• WHAT THE EXERCISE ASKS: Retype, word for word, every line from the one holding "85 126 L 135" through the one holding "Give the mask" in the entries below, both included, and only those lines.

== Segment start ==

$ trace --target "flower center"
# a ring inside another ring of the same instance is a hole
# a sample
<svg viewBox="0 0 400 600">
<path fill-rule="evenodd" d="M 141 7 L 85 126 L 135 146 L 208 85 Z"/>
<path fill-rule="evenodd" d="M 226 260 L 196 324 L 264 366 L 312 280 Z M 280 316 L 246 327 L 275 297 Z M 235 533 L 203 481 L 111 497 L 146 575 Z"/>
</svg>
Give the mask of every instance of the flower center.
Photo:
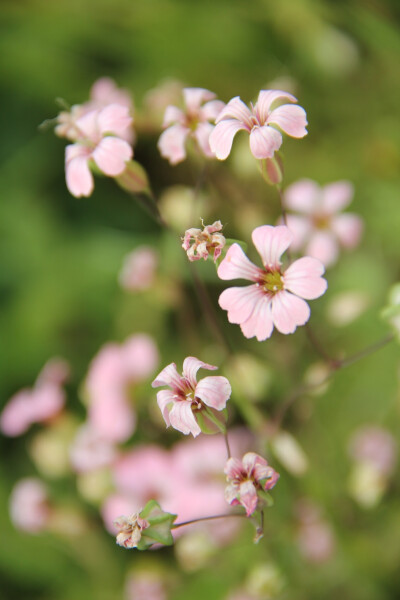
<svg viewBox="0 0 400 600">
<path fill-rule="evenodd" d="M 284 289 L 280 271 L 266 271 L 262 276 L 260 284 L 266 292 L 272 292 L 273 294 Z"/>
<path fill-rule="evenodd" d="M 330 217 L 329 215 L 314 215 L 312 218 L 313 225 L 316 229 L 329 229 Z"/>
</svg>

== Segment end ==

• EXERCISE SOLUTION:
<path fill-rule="evenodd" d="M 141 7 L 85 126 L 135 146 L 208 85 Z"/>
<path fill-rule="evenodd" d="M 226 260 L 196 324 L 264 366 L 312 280 Z M 280 316 L 246 327 L 275 297 Z M 235 533 L 203 481 L 111 497 L 146 575 Z"/>
</svg>
Give the mask of every instance of the flower center.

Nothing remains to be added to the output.